> _PROBLEM DESCRIPTION_
Every line below containing the word "query" should be found and copied.

> _Referring expression pointing data_
>>>

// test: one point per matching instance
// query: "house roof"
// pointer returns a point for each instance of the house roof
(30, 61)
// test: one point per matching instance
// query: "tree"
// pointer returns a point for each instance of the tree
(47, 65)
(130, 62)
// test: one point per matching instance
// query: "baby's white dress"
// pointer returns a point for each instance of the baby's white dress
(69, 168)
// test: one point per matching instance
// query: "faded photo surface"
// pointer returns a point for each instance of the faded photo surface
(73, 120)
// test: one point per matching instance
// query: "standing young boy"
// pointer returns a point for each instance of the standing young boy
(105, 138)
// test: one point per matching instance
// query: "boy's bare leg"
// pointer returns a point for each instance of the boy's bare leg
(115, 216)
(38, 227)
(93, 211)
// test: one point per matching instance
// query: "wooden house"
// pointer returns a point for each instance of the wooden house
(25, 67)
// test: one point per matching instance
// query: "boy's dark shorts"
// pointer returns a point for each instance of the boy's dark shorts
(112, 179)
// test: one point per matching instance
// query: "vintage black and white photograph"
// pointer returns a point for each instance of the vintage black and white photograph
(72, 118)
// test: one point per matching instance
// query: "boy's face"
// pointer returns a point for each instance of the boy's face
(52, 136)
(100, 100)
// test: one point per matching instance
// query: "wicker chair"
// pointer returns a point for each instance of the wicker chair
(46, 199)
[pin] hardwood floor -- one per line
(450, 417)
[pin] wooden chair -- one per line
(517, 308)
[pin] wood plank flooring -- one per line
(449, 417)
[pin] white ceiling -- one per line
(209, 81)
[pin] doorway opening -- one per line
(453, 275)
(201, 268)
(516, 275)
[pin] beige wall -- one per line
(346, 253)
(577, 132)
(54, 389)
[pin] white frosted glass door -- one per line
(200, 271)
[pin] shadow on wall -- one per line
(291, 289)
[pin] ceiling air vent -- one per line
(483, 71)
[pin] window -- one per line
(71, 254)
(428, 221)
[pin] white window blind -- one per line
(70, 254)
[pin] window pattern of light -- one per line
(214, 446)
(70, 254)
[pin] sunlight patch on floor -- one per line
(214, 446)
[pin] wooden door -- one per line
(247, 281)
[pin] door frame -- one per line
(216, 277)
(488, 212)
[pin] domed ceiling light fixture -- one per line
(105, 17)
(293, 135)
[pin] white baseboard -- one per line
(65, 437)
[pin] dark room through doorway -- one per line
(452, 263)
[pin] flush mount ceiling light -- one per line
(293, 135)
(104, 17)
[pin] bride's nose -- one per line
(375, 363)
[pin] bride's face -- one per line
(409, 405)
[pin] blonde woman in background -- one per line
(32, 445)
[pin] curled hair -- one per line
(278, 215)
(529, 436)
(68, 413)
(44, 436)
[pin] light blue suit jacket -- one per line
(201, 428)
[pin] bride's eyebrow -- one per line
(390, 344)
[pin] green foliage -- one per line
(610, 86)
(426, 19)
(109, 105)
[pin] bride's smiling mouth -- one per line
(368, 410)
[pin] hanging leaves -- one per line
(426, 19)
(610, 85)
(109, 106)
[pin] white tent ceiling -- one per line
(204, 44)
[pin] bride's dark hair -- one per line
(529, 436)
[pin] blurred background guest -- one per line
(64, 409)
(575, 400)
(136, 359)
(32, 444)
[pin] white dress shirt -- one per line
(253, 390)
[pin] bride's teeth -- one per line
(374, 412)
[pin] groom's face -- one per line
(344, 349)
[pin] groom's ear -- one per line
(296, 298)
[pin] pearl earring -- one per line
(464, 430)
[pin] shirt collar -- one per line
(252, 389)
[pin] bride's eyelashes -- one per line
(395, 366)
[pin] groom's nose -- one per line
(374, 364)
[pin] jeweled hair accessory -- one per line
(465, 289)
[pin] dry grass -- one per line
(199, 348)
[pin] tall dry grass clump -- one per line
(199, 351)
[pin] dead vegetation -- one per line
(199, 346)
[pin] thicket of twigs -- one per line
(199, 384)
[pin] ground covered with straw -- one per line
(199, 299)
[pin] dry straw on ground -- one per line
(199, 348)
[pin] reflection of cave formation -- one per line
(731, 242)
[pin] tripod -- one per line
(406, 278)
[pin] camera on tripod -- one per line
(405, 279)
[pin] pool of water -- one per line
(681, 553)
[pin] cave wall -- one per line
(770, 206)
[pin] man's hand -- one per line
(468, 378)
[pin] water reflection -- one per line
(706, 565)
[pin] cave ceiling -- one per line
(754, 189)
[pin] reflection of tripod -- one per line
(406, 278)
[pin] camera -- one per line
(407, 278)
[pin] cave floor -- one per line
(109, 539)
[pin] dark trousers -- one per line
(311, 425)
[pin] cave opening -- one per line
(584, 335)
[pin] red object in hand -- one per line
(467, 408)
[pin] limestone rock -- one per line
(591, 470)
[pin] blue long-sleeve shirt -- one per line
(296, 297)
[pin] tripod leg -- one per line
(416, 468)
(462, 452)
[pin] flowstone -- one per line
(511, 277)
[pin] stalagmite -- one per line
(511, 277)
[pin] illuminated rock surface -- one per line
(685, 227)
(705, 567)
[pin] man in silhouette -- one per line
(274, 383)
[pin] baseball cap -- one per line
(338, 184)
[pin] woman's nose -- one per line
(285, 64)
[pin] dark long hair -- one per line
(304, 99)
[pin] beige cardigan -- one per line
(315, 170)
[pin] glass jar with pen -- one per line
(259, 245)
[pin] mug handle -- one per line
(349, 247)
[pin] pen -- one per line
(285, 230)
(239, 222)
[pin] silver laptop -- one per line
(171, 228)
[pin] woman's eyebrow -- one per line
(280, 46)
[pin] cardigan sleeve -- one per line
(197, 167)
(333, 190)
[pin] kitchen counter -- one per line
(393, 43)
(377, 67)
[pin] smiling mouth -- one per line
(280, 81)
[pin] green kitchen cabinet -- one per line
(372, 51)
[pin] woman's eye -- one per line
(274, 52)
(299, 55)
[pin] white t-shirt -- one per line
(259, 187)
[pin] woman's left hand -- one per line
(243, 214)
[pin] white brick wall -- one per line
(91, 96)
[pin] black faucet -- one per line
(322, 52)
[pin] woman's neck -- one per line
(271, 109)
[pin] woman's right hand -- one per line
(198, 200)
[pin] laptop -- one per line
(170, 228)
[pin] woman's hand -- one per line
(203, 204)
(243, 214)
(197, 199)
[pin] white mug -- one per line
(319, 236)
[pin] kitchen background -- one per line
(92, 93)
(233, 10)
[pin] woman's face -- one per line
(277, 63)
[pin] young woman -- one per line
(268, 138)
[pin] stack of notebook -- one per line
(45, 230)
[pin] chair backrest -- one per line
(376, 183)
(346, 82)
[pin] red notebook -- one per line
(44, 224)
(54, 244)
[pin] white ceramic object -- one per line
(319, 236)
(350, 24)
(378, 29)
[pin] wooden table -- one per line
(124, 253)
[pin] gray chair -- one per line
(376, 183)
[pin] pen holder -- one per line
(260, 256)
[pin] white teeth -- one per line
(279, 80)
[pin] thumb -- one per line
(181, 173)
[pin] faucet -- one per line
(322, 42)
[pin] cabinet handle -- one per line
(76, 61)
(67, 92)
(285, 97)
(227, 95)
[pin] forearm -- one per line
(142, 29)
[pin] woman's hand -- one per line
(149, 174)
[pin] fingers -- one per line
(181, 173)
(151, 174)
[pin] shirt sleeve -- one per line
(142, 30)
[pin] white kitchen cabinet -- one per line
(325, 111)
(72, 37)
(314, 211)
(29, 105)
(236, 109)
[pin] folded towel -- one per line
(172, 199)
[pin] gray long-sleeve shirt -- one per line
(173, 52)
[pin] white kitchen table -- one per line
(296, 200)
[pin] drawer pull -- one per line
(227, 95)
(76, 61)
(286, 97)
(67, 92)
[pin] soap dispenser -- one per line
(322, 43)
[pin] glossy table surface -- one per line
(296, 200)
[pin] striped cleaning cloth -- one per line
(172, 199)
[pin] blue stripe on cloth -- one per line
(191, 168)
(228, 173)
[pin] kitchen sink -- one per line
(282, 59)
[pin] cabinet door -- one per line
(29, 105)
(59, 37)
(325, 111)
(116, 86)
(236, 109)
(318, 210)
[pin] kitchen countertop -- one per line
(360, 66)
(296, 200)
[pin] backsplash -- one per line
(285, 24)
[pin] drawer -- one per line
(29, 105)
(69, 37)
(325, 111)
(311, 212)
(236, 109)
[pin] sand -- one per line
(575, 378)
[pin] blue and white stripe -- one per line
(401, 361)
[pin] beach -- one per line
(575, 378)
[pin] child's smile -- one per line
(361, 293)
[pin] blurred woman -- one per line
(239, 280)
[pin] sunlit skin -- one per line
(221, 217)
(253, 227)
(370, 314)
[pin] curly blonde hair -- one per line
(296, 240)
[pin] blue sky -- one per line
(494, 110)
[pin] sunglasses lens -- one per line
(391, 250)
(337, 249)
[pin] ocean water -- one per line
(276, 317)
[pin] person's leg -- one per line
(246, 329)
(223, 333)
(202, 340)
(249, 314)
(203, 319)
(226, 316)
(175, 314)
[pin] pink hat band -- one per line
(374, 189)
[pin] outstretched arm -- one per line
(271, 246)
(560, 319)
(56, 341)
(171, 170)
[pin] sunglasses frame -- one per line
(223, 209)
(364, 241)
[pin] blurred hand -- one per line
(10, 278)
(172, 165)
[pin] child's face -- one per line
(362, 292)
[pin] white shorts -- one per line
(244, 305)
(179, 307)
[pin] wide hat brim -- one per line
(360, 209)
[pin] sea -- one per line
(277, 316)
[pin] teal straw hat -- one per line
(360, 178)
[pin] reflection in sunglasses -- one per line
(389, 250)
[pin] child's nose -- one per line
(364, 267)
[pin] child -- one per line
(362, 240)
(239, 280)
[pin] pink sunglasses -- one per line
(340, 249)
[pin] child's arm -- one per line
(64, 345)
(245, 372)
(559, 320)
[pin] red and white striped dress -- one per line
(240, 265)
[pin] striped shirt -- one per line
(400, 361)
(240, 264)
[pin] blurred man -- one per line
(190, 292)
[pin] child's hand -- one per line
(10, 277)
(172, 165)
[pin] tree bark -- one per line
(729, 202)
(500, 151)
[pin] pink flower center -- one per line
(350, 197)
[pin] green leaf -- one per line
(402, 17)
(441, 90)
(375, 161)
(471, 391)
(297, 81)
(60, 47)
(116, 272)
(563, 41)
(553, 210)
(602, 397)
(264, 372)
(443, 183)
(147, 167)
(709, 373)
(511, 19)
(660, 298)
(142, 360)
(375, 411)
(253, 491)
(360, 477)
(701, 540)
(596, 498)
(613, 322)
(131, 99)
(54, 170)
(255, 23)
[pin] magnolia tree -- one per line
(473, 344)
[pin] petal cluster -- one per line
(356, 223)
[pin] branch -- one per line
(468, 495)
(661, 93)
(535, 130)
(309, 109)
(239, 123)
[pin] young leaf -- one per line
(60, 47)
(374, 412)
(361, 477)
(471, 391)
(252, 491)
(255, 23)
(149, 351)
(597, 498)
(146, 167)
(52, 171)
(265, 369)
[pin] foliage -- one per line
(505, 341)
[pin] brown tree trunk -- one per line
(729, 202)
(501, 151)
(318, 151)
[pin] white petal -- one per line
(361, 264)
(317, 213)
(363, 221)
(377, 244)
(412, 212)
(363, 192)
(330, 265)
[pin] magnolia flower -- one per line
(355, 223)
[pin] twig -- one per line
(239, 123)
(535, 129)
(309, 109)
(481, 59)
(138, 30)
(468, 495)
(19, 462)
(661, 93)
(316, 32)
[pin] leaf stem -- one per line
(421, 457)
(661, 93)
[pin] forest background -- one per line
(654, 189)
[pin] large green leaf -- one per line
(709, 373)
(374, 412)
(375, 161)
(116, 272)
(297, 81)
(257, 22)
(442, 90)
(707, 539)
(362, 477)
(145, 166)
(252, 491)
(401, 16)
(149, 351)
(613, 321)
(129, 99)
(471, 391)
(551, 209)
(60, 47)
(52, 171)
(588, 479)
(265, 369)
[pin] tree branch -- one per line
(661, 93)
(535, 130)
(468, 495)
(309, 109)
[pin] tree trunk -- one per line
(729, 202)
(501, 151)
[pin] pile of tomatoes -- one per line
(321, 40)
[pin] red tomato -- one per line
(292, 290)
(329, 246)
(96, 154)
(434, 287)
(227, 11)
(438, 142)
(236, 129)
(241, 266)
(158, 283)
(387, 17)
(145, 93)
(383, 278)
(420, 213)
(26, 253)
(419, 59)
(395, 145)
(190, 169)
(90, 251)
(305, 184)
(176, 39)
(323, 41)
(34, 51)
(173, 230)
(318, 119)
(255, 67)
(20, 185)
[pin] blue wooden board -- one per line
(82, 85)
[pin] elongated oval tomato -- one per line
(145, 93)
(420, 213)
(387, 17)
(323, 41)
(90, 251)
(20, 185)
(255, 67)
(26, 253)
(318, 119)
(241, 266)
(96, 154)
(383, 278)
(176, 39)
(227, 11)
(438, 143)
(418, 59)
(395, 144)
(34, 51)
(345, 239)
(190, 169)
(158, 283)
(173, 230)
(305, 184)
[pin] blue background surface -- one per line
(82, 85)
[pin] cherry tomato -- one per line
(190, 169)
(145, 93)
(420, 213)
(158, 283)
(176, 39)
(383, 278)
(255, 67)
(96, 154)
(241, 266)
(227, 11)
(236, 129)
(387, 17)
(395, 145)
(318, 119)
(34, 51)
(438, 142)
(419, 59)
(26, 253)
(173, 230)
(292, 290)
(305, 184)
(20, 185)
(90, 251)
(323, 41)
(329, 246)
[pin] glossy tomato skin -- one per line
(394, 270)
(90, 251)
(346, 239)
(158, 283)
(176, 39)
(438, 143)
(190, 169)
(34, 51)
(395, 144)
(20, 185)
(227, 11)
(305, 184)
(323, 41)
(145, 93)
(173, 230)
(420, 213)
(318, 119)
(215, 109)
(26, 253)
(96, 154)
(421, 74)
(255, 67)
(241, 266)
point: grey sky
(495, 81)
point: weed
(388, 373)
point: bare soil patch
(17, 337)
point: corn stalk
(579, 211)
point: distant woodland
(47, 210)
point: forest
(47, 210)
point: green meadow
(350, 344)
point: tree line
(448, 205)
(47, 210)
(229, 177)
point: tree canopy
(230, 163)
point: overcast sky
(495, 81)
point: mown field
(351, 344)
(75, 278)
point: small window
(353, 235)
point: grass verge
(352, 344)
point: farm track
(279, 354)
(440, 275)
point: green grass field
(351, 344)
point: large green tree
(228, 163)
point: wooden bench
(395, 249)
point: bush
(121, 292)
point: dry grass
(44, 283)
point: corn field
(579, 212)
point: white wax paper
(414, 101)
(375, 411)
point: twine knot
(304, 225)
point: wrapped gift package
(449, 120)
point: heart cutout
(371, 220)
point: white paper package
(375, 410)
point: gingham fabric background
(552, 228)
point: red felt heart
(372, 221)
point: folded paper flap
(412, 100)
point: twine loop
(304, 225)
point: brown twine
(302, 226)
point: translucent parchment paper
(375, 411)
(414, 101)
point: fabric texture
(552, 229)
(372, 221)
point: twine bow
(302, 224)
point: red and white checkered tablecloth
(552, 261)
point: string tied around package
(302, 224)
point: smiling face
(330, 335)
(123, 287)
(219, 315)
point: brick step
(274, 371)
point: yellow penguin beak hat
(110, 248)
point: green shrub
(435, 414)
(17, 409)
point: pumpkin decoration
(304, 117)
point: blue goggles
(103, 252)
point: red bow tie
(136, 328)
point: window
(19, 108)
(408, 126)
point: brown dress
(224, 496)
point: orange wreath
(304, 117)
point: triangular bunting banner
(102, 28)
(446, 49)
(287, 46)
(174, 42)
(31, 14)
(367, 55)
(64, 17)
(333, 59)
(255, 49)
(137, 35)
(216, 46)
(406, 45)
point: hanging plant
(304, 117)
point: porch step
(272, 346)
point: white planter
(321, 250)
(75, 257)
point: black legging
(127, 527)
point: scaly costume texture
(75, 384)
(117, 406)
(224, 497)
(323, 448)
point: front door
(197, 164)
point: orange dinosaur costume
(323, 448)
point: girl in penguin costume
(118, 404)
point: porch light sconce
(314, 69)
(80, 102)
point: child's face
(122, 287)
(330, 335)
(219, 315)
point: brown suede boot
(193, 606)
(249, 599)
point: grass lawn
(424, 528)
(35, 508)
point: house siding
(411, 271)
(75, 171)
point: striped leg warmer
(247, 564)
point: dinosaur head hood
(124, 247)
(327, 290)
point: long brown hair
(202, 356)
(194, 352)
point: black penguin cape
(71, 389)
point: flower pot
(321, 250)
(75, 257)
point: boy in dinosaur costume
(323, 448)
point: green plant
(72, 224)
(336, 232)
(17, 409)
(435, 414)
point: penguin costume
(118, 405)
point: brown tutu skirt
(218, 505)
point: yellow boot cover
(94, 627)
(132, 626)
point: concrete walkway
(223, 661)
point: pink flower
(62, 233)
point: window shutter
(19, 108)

<<<

> _EXPECTED OUTPUT_
// query: "house roof"
// query: "tree"
// query: "baby's white dress"
// query: "faded photo surface"
// query: "standing young boy"
// query: "boy's bare leg"
// query: "wooden house"
// query: "boy's dark shorts"
// query: "vintage black and white photograph"
// query: "boy's face"
// query: "wicker chair"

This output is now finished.